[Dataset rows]
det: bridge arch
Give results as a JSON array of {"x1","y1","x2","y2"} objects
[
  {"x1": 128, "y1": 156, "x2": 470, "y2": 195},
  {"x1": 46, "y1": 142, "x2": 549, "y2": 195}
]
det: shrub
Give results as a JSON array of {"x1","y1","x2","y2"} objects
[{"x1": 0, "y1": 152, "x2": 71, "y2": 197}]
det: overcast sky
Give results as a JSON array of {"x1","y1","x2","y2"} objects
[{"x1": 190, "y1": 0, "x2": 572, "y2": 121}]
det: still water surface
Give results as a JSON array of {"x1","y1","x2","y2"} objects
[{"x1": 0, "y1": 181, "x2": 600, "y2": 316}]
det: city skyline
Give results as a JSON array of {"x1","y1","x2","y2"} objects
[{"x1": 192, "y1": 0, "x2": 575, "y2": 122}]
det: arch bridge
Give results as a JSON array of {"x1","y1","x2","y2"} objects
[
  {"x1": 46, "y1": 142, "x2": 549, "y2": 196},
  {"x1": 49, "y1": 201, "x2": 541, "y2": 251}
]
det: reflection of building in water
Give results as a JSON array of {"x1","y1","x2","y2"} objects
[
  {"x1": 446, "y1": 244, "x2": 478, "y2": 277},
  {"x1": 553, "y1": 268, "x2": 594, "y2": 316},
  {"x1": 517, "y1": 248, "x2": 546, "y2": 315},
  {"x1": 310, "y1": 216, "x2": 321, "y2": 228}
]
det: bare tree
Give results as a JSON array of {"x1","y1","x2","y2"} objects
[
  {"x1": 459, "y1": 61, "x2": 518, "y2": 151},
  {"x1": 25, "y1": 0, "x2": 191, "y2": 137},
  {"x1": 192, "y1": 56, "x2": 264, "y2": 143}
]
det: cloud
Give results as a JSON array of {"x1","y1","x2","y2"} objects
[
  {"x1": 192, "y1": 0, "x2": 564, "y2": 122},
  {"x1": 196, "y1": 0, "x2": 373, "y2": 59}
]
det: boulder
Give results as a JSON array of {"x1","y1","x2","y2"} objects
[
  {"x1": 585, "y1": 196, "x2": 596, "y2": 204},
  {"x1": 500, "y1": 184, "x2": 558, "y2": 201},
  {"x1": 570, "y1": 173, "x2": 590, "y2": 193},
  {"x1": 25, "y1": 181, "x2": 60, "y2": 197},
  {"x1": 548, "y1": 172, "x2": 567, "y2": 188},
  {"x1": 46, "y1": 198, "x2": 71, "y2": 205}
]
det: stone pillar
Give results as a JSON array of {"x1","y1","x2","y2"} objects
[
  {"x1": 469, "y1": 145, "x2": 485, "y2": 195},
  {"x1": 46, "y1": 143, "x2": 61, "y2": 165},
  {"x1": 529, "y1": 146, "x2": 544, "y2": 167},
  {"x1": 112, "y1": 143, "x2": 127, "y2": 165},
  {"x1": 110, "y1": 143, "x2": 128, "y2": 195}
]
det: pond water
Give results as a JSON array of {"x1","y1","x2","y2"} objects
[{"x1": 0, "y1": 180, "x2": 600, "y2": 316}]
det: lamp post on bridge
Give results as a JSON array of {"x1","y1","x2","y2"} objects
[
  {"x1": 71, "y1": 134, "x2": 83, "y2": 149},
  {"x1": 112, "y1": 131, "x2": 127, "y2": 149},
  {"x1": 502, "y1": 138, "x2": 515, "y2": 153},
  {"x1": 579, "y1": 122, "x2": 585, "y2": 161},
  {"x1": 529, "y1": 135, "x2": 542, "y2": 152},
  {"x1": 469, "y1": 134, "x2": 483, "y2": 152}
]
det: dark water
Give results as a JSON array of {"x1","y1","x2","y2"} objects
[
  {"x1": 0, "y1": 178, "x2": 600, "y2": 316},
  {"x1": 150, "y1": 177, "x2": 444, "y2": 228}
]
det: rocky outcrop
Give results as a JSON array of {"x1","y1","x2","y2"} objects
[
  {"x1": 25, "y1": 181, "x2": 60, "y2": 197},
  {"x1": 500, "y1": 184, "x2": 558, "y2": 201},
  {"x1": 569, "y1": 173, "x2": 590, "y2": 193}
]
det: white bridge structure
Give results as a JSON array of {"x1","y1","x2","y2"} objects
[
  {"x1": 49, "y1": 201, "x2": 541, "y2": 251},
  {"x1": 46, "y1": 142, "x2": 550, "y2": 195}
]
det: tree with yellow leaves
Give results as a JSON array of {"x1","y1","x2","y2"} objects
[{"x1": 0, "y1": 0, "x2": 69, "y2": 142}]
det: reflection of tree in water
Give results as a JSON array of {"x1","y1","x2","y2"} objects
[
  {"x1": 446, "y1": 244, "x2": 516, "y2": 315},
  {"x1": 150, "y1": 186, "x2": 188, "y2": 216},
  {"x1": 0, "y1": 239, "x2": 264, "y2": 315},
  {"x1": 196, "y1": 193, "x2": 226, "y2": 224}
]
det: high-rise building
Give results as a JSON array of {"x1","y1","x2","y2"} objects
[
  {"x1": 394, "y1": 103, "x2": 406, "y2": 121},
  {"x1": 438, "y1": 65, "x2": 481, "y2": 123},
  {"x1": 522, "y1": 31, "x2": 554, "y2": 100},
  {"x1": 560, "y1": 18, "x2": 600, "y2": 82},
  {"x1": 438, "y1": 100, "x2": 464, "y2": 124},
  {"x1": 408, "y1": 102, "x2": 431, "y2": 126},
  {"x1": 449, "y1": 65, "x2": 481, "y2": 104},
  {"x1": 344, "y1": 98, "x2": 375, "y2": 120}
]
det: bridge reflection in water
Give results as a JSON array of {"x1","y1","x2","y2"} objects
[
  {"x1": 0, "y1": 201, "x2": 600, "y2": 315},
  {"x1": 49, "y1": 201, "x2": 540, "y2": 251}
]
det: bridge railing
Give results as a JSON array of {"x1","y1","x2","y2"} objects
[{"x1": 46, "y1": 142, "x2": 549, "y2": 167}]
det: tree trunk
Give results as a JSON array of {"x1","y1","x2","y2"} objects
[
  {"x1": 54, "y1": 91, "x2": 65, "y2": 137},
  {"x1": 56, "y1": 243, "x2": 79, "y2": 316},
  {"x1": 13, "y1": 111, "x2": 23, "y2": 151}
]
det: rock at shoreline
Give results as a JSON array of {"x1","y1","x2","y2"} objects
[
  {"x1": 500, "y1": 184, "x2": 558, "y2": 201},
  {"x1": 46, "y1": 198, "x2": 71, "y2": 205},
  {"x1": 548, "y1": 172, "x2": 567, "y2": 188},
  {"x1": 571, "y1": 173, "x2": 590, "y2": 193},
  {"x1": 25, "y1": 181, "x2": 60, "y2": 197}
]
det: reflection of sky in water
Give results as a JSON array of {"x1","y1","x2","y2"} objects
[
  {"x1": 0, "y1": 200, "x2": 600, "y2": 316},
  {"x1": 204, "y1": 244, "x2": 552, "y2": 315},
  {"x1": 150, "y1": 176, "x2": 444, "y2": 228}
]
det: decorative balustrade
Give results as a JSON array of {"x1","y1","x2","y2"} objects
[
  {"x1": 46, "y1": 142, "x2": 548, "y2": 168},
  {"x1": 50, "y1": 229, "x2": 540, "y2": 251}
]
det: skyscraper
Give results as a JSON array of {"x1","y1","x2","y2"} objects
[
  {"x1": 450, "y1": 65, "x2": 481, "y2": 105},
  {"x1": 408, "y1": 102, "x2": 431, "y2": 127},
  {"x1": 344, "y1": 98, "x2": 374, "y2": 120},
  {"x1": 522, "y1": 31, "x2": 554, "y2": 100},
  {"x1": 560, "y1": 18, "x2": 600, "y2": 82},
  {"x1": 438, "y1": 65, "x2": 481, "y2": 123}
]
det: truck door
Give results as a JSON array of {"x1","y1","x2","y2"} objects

Your objective » Reproduce every one of the entries above verbatim.

Exercise answer »
det: bridge arch
Give results as a JSON array of {"x1","y1","x2","y2"} objects
[
  {"x1": 128, "y1": 156, "x2": 470, "y2": 195},
  {"x1": 46, "y1": 142, "x2": 549, "y2": 195}
]
det: shrub
Give results as a JSON array of {"x1","y1","x2","y2"} objects
[{"x1": 0, "y1": 152, "x2": 71, "y2": 197}]
det: overcast sky
Give results as a JSON array of {"x1","y1","x2","y2"} objects
[{"x1": 190, "y1": 0, "x2": 572, "y2": 121}]
det: still water surface
Give results as a JSON array of {"x1","y1","x2","y2"} objects
[{"x1": 0, "y1": 181, "x2": 600, "y2": 316}]
det: city skyline
Give results as a JSON array of {"x1","y1","x2","y2"} objects
[{"x1": 192, "y1": 0, "x2": 575, "y2": 122}]
det: arch bridge
Give results as a JSON array of {"x1","y1","x2","y2"} objects
[
  {"x1": 46, "y1": 142, "x2": 549, "y2": 196},
  {"x1": 49, "y1": 201, "x2": 541, "y2": 251}
]
det: reflection of building in water
Give results as a JSON array of {"x1","y1","x2","y2"} objects
[
  {"x1": 446, "y1": 244, "x2": 478, "y2": 277},
  {"x1": 553, "y1": 268, "x2": 594, "y2": 316},
  {"x1": 517, "y1": 248, "x2": 546, "y2": 315},
  {"x1": 310, "y1": 216, "x2": 321, "y2": 228}
]
det: bare tree
Give results as a JSON array of {"x1","y1","x2","y2"} objects
[
  {"x1": 459, "y1": 61, "x2": 518, "y2": 151},
  {"x1": 25, "y1": 0, "x2": 191, "y2": 137},
  {"x1": 192, "y1": 56, "x2": 264, "y2": 143}
]
det: cloud
Give results as a JSON array of {"x1","y1","x2","y2"} objects
[
  {"x1": 192, "y1": 0, "x2": 564, "y2": 122},
  {"x1": 196, "y1": 0, "x2": 373, "y2": 59}
]
det: boulder
Give results as a JSON array of {"x1","y1","x2","y2"} objects
[
  {"x1": 585, "y1": 196, "x2": 596, "y2": 204},
  {"x1": 500, "y1": 184, "x2": 558, "y2": 201},
  {"x1": 570, "y1": 173, "x2": 590, "y2": 193},
  {"x1": 25, "y1": 181, "x2": 60, "y2": 197},
  {"x1": 548, "y1": 172, "x2": 567, "y2": 188},
  {"x1": 46, "y1": 198, "x2": 71, "y2": 205}
]
det: stone pillar
Give results as a JSON array of {"x1","y1","x2","y2"} objects
[
  {"x1": 469, "y1": 145, "x2": 485, "y2": 195},
  {"x1": 46, "y1": 143, "x2": 61, "y2": 165},
  {"x1": 529, "y1": 146, "x2": 544, "y2": 167},
  {"x1": 112, "y1": 143, "x2": 127, "y2": 165},
  {"x1": 110, "y1": 143, "x2": 128, "y2": 195}
]
det: pond water
Give results as a JSON array of {"x1","y1","x2","y2"} objects
[{"x1": 0, "y1": 180, "x2": 600, "y2": 316}]
det: lamp post on bridge
Give results as a JSON array of {"x1","y1","x2","y2"} objects
[
  {"x1": 71, "y1": 134, "x2": 83, "y2": 149},
  {"x1": 112, "y1": 131, "x2": 127, "y2": 149},
  {"x1": 502, "y1": 138, "x2": 515, "y2": 153},
  {"x1": 579, "y1": 122, "x2": 585, "y2": 161},
  {"x1": 529, "y1": 135, "x2": 542, "y2": 152},
  {"x1": 469, "y1": 134, "x2": 483, "y2": 152}
]
det: dark water
Give results as a JSON array of {"x1","y1","x2","y2"} objects
[
  {"x1": 0, "y1": 178, "x2": 600, "y2": 316},
  {"x1": 150, "y1": 177, "x2": 444, "y2": 228}
]
det: rocky outcrop
Give results as a JSON array of {"x1","y1","x2","y2"} objects
[
  {"x1": 25, "y1": 181, "x2": 60, "y2": 197},
  {"x1": 500, "y1": 184, "x2": 558, "y2": 201},
  {"x1": 569, "y1": 173, "x2": 590, "y2": 193}
]
det: white bridge structure
Give results as a JSON array of {"x1","y1","x2","y2"} objects
[
  {"x1": 49, "y1": 201, "x2": 541, "y2": 251},
  {"x1": 46, "y1": 142, "x2": 550, "y2": 195}
]
det: tree with yellow leaves
Give results as a JSON array of {"x1","y1","x2","y2"} objects
[{"x1": 0, "y1": 0, "x2": 69, "y2": 142}]
det: reflection of tree in water
Give results as a JSON array of {"x1","y1","x2","y2"} objects
[
  {"x1": 446, "y1": 244, "x2": 516, "y2": 315},
  {"x1": 150, "y1": 186, "x2": 188, "y2": 216},
  {"x1": 0, "y1": 239, "x2": 264, "y2": 315},
  {"x1": 196, "y1": 193, "x2": 226, "y2": 224}
]
det: high-rise building
Give results as a JSON array of {"x1","y1","x2","y2"} objects
[
  {"x1": 394, "y1": 103, "x2": 406, "y2": 121},
  {"x1": 438, "y1": 65, "x2": 481, "y2": 123},
  {"x1": 522, "y1": 31, "x2": 554, "y2": 100},
  {"x1": 560, "y1": 18, "x2": 600, "y2": 82},
  {"x1": 438, "y1": 100, "x2": 464, "y2": 124},
  {"x1": 408, "y1": 102, "x2": 431, "y2": 126},
  {"x1": 449, "y1": 65, "x2": 481, "y2": 104},
  {"x1": 344, "y1": 98, "x2": 375, "y2": 120}
]
det: bridge reflection in water
Give results as a JSON array of {"x1","y1","x2","y2"} objects
[
  {"x1": 0, "y1": 201, "x2": 600, "y2": 315},
  {"x1": 49, "y1": 201, "x2": 540, "y2": 251}
]
det: bridge railing
Give results as a JSON array of {"x1","y1","x2","y2"} objects
[{"x1": 46, "y1": 142, "x2": 549, "y2": 167}]
det: tree trunk
Give results as a JSON array of {"x1","y1","x2","y2"} objects
[
  {"x1": 54, "y1": 91, "x2": 65, "y2": 137},
  {"x1": 56, "y1": 243, "x2": 79, "y2": 316},
  {"x1": 13, "y1": 111, "x2": 23, "y2": 151}
]
det: rock at shoreline
Give results as a JSON array of {"x1","y1","x2","y2"} objects
[
  {"x1": 500, "y1": 184, "x2": 558, "y2": 201},
  {"x1": 46, "y1": 198, "x2": 71, "y2": 205},
  {"x1": 548, "y1": 172, "x2": 567, "y2": 188},
  {"x1": 571, "y1": 173, "x2": 590, "y2": 193},
  {"x1": 25, "y1": 181, "x2": 60, "y2": 197}
]
det: reflection of sky in water
Give results as a JSON array of {"x1","y1","x2","y2"} objects
[
  {"x1": 0, "y1": 200, "x2": 600, "y2": 316},
  {"x1": 204, "y1": 244, "x2": 552, "y2": 315},
  {"x1": 150, "y1": 176, "x2": 444, "y2": 228}
]
det: decorative balustrade
Give results as a JSON array of {"x1","y1","x2","y2"} objects
[
  {"x1": 46, "y1": 142, "x2": 548, "y2": 168},
  {"x1": 50, "y1": 229, "x2": 540, "y2": 251}
]
det: skyscraper
Give results as a JSON array of {"x1","y1","x2","y2"} objects
[
  {"x1": 450, "y1": 65, "x2": 481, "y2": 105},
  {"x1": 408, "y1": 102, "x2": 431, "y2": 127},
  {"x1": 344, "y1": 98, "x2": 374, "y2": 120},
  {"x1": 522, "y1": 31, "x2": 554, "y2": 100},
  {"x1": 560, "y1": 18, "x2": 600, "y2": 82},
  {"x1": 438, "y1": 65, "x2": 481, "y2": 123}
]
det: truck door
Give results as a JSON array of {"x1","y1","x2","y2"} objects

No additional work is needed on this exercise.